### Fragmento proporcionado:
Buscadores. Emilio Carrillo. Parte III Física de la Deidad. Cap. 6 Creador & Creación.
«Nada» versus «algo».
Han sido ya numerosas las referencias al Ser Uno (Todo, Dios,…), a la Unidad que Él engloba y explica y a la dimensión espiritual de los seres humanos. Es llegado el momento de ahondar al respecto, comenzando por el principio, esto es, por la esencia de la divinidad.
En este orden, cuando se trata de discernir sobre el Ser Uno, surge inmediatamente la pregunta que estremeció a Leibniz, Unamuno o Heidegger: ¿por qué hay «algo» y no más bien «nada»?. Lo cual abre una disyuntiva primigenia y radical que, como las nuevas tecnologías, es de base binaria (0/1): hubo un estadio o periodo previo en el que «nada» había ni existía (opción 0); o desde siempre y por siempre ha existido «algo» (opción 1). ¿Cuál de ambas opciones, 0 ó 1, es la cierta, ya que una, forzosamente, tiene que serlo y las dos a la vez no lo pueden ser?.
En mayo de 2008, Michael Heller —longevo sacerdote polaco, profesor en la Academia Pontificia de Teología de Cracovia— recibió el prestigioso Templeton Prize —galardón que desde 1973 otorga anualmente la Fundación del mismo nombre— por sus investigaciones dirigidas a elaborar una demostración matemática de la existencia de Dios. Según él, la ciencia no es sino un esfuerzo colectivo de la mente humana para leer la Mente divina. Sus indagaciones parten de la evidencia de que multitud de procesos del Universo pueden ser expuestos como una cadena de estados donde el precedente siempre sirve de causa para explicar el siguiente, de forma que en todo momento rige una ley que dicta cómo un estado sucede a otro. Sobre esta base, conectada con la noción de un Universo Inteligente, Heller despliega una serie de deducciones y argumentos para mostrar que cuanto existe ostenta una naturaleza matemática. Y concluye que la inteligibilidad de ésta por parte del ser humano constituye la prueba circunstancial de la existencia de Dios.

### Registros extraídos de una colección:

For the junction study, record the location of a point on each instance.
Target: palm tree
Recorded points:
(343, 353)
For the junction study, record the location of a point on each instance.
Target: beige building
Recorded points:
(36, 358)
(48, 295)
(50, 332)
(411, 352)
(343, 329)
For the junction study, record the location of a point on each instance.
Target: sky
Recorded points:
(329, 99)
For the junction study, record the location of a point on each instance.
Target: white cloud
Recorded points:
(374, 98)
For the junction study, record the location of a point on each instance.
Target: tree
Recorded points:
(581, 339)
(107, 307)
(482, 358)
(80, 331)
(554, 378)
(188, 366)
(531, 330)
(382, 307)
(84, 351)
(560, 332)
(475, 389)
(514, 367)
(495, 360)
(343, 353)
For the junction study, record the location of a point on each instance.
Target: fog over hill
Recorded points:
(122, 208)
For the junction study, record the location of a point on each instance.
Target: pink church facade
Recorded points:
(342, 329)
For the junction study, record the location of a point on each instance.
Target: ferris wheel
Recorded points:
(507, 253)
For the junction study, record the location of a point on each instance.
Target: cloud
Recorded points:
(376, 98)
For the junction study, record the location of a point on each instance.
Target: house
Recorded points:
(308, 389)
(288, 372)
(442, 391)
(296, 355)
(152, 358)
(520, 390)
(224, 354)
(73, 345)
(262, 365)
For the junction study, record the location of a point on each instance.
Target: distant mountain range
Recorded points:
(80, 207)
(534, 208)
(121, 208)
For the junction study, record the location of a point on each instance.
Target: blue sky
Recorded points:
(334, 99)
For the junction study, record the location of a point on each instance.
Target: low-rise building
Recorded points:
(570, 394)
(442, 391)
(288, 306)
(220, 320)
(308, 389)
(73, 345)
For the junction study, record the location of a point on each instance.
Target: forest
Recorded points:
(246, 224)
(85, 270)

* * *

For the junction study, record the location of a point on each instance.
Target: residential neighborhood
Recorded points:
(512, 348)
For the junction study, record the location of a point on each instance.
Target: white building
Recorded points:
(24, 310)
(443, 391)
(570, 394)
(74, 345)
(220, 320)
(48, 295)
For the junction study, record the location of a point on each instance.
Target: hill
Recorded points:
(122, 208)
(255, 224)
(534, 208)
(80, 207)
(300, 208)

### Tareas propuestas:
[1] Cite del fragmento sobre el Ser Uno el pasaje que empieza en «Han sido ya» y termina en «de la divinidad.».
[2] Conteste estas preguntas según el fragmento sobre el Ser Uno:
(a) ¿Qué tres pensadores se estremecieron ante la pregunta de por qué hay «algo» y no más bien «nada»?
(b) ¿En qué mes y año recibió Michael Heller el Templeton Prize?
(c) ¿En qué institución es profesor Michael Heller?
Responda basándose solo en el fragmento.

### Respuestas:
[1]
Han sido ya numerosas las referencias al Ser Uno (Todo, Dios,…), a la Unidad que Él engloba y explica y a la dimensión espiritual de los seres humanos. Es llegado el momento de ahondar al respecto, comenzando por el principio, esto es, por la esencia de la divinidad.

[2]
(a) Leibniz, Unamuno y Heidegger.
(b) En mayo de 2008.
(c) En la Academia Pontificia de Teología de Cracovia.